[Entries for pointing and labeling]
-- BEGIN --

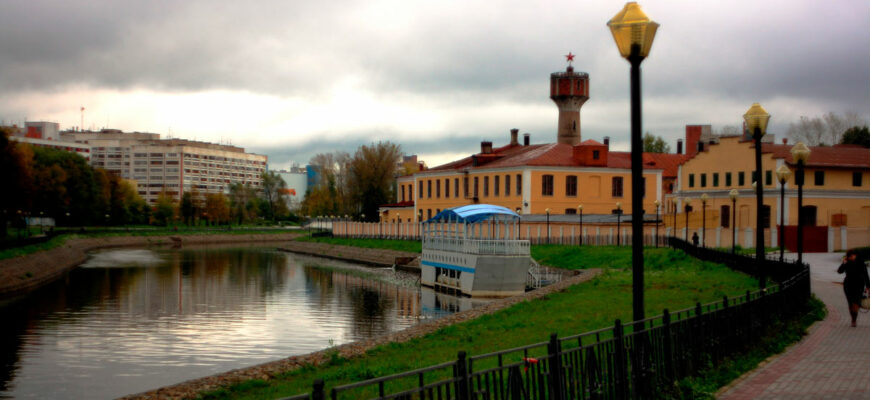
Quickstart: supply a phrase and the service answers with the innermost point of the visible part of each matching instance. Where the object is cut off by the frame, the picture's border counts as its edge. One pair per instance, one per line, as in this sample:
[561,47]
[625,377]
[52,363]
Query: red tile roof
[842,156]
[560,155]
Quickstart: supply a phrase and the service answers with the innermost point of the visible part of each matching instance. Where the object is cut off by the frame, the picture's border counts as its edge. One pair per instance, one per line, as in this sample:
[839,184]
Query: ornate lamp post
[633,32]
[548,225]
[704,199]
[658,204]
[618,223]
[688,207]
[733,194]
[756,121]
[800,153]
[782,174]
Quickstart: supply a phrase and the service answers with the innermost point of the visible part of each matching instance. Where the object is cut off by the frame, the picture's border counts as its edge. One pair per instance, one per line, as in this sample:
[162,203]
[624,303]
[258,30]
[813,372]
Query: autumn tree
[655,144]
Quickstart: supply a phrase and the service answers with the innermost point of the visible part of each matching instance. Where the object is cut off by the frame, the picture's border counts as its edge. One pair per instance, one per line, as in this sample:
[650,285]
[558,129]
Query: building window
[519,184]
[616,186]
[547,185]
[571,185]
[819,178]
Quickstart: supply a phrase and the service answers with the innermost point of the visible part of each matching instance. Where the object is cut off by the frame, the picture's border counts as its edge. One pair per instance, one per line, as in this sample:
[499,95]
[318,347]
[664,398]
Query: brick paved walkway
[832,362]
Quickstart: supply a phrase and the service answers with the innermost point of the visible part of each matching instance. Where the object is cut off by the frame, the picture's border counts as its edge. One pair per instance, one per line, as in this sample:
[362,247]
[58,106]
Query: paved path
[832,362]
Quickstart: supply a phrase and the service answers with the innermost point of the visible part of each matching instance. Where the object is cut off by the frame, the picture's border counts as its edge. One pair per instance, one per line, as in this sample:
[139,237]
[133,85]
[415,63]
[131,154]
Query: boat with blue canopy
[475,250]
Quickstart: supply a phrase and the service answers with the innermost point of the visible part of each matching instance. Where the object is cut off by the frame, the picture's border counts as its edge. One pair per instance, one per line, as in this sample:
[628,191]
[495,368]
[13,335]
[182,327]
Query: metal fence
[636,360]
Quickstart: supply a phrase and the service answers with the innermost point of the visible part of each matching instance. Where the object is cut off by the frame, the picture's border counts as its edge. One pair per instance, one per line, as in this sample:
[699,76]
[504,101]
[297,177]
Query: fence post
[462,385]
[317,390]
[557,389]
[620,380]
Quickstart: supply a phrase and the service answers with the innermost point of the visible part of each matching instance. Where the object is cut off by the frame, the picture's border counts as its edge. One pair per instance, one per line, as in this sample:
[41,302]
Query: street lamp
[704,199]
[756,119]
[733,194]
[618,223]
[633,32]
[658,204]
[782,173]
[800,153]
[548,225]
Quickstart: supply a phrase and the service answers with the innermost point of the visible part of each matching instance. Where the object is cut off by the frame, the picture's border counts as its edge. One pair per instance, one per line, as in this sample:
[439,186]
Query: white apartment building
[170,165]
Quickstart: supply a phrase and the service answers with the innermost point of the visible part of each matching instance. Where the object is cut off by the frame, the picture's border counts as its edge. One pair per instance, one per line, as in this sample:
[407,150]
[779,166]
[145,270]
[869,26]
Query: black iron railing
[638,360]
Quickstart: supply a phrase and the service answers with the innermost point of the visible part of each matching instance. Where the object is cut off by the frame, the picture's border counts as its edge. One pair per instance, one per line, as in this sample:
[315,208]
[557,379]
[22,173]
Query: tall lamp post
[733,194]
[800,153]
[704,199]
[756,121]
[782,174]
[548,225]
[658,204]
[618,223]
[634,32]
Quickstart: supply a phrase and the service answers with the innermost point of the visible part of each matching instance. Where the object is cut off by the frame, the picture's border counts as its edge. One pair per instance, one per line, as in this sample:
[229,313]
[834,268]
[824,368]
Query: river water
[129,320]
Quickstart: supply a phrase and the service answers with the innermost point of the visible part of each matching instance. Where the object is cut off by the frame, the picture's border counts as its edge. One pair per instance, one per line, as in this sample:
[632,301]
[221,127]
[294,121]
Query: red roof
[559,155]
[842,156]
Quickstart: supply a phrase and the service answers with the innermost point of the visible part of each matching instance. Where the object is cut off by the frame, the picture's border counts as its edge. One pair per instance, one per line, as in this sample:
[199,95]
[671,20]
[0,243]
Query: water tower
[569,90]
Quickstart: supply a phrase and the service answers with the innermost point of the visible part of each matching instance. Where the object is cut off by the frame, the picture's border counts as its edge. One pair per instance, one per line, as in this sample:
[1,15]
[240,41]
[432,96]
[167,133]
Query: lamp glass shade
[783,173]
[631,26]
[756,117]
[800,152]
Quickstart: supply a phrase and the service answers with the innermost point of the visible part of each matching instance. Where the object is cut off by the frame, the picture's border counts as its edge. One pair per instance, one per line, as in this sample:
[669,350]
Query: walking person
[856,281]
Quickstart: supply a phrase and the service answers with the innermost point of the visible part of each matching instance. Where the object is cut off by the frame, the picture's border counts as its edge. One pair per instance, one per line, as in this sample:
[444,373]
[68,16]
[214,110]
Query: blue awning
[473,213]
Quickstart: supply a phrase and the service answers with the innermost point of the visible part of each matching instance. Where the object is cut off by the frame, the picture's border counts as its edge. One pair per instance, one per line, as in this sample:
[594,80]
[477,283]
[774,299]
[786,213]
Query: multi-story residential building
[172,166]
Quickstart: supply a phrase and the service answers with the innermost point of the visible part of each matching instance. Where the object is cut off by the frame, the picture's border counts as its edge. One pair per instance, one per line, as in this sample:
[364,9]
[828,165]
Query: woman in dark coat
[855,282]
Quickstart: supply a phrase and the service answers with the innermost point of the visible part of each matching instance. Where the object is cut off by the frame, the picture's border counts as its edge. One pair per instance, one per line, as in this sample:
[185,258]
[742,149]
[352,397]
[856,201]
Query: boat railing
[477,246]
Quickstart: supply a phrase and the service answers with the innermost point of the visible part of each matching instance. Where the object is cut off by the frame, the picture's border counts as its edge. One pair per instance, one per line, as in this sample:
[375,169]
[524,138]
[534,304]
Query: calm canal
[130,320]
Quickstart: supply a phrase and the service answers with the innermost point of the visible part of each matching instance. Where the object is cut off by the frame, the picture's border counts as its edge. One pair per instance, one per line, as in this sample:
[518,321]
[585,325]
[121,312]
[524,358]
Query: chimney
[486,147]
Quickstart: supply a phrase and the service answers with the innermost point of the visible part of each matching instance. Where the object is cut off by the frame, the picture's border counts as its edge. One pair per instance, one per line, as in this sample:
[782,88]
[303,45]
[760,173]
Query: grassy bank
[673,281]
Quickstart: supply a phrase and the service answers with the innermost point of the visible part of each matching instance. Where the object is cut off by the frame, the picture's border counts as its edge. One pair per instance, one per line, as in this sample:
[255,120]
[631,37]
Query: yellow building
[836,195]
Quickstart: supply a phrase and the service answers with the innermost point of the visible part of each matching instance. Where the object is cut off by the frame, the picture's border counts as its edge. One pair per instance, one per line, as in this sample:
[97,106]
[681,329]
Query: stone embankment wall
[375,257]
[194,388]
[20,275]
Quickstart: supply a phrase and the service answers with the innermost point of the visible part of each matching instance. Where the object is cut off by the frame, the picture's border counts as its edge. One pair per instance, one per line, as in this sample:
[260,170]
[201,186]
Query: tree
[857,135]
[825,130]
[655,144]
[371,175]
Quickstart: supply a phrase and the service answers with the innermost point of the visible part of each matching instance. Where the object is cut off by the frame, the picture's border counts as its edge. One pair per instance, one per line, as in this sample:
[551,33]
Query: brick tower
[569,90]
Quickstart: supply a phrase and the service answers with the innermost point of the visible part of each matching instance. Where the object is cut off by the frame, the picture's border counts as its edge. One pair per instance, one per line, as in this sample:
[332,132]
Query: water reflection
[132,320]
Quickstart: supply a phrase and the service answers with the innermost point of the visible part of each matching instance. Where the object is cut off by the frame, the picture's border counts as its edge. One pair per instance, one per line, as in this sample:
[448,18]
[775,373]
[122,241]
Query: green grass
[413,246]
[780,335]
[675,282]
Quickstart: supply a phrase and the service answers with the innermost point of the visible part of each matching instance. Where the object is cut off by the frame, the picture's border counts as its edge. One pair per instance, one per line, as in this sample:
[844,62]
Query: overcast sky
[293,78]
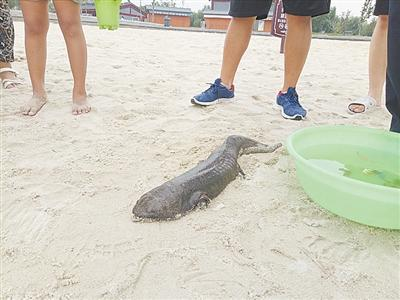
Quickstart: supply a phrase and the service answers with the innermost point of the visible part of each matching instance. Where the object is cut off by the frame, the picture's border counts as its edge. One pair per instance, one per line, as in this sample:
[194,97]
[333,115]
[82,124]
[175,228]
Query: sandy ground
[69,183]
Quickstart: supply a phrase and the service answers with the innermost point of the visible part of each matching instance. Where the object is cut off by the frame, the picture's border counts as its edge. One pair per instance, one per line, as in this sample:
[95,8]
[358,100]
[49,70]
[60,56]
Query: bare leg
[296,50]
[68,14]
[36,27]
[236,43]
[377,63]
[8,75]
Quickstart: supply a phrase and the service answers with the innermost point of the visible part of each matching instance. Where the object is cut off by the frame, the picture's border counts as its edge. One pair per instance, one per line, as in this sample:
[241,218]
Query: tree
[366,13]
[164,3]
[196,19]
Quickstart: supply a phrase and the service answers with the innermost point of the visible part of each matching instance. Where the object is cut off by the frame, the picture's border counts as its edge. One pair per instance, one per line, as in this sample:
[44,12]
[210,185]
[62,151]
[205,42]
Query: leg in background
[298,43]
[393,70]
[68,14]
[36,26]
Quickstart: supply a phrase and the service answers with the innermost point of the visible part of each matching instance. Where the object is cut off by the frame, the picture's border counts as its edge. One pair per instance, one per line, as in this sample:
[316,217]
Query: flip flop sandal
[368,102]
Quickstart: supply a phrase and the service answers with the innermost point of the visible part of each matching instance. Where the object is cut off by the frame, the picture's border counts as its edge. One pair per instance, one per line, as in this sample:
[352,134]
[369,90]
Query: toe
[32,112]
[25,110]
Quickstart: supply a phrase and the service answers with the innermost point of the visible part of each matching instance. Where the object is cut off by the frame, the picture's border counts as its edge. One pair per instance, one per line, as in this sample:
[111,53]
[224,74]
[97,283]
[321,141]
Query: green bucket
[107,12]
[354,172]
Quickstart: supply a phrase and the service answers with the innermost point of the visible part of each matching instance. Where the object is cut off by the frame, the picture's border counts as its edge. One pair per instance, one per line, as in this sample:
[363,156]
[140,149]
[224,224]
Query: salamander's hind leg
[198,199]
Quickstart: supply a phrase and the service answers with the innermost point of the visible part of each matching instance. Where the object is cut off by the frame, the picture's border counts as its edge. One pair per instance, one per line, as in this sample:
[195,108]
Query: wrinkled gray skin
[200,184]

-- END --
-- BEGIN --

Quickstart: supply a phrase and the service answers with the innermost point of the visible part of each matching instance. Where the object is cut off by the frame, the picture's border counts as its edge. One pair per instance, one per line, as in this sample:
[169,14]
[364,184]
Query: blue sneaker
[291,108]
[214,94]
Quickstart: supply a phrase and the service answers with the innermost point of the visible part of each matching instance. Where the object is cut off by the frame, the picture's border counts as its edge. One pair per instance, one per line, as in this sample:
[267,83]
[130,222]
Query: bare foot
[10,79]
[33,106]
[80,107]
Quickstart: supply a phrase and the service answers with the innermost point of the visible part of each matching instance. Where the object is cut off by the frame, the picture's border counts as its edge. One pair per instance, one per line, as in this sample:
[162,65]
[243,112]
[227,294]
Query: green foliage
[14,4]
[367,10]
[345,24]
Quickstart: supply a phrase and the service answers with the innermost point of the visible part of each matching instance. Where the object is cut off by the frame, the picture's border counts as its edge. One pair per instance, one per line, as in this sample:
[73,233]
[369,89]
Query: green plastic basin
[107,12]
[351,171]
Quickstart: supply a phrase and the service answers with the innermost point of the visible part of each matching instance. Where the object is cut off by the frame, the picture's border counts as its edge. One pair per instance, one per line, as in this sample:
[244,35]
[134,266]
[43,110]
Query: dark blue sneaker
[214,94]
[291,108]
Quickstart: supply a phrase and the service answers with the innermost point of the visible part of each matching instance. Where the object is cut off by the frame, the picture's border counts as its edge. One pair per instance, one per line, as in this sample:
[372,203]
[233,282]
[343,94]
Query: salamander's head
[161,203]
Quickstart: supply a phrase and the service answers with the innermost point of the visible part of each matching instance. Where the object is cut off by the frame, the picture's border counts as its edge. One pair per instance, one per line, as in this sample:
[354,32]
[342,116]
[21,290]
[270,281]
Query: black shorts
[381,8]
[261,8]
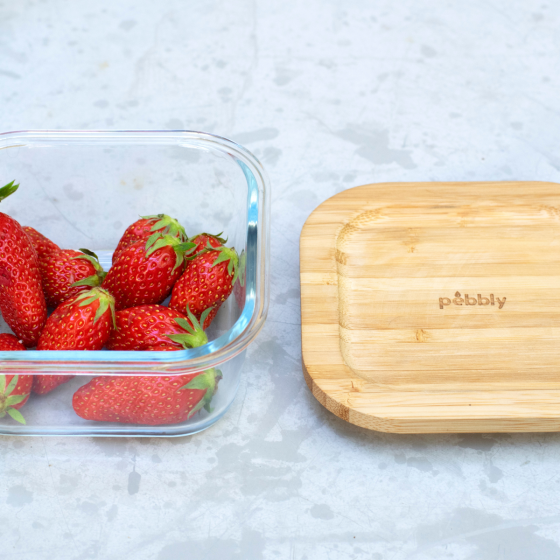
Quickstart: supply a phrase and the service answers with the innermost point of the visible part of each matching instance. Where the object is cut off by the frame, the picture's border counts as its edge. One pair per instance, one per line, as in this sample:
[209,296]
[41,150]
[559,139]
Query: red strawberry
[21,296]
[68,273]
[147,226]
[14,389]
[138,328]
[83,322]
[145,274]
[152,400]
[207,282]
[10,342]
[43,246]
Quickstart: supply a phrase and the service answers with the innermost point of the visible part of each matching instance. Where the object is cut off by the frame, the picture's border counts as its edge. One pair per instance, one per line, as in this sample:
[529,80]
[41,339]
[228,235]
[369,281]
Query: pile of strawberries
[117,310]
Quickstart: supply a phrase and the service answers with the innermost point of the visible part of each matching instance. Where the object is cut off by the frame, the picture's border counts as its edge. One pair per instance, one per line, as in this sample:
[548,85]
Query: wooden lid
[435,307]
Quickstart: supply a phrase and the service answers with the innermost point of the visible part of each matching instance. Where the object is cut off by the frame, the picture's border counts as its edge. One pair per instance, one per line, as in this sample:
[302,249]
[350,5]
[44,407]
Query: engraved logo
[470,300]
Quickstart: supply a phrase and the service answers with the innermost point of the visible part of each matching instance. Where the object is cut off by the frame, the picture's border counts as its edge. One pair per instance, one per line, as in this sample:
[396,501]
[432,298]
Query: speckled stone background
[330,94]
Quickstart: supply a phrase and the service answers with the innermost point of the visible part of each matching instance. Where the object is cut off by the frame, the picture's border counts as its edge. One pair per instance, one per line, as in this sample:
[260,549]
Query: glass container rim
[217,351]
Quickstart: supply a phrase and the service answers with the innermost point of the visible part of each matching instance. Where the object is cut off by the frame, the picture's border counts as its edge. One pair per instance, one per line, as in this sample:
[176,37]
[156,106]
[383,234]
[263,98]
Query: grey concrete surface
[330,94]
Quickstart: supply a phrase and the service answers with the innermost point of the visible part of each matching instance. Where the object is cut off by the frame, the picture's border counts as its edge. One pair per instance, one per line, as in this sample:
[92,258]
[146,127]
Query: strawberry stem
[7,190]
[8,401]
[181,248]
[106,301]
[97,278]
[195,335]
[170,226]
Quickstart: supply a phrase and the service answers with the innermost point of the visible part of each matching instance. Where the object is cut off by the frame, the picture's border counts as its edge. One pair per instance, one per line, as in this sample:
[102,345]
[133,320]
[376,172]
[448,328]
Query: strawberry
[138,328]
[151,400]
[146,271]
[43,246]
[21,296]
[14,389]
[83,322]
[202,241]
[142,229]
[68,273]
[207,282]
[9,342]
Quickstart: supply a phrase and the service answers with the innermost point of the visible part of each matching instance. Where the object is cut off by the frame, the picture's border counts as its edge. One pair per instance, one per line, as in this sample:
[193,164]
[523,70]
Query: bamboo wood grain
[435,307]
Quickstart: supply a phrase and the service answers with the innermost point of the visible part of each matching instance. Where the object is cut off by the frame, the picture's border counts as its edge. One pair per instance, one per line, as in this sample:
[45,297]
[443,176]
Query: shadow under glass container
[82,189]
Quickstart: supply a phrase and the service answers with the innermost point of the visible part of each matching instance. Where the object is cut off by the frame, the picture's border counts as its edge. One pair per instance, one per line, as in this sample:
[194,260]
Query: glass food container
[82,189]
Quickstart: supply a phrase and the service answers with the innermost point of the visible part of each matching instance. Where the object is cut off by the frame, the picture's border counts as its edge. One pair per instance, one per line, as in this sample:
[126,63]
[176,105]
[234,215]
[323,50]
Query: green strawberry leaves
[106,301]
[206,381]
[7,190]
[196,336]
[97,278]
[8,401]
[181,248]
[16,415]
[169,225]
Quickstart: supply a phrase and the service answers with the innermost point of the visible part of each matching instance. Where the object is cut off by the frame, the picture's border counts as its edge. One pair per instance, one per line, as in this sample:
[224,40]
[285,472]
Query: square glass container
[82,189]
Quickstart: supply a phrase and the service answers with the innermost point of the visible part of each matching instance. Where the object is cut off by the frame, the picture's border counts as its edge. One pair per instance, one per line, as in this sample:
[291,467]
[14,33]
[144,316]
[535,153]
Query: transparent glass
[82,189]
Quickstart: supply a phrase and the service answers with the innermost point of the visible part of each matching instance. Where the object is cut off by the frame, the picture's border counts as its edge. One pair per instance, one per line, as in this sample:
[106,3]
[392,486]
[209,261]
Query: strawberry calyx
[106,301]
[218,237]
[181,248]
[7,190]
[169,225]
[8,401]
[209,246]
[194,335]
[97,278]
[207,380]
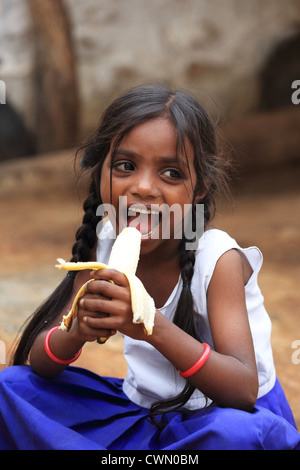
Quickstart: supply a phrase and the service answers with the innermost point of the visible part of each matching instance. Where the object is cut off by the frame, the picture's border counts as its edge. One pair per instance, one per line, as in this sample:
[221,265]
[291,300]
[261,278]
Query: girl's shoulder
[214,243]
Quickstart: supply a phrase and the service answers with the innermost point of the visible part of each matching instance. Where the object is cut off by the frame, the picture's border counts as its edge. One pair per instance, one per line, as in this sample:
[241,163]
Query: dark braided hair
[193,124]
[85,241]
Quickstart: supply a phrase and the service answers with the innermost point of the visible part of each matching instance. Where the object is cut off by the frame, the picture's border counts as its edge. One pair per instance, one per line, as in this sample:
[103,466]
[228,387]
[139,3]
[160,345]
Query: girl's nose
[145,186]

-- END --

*Exercise goal:* How many lines of the material contain the string "post"? Reply with the count alone.

*Output of the task:* 3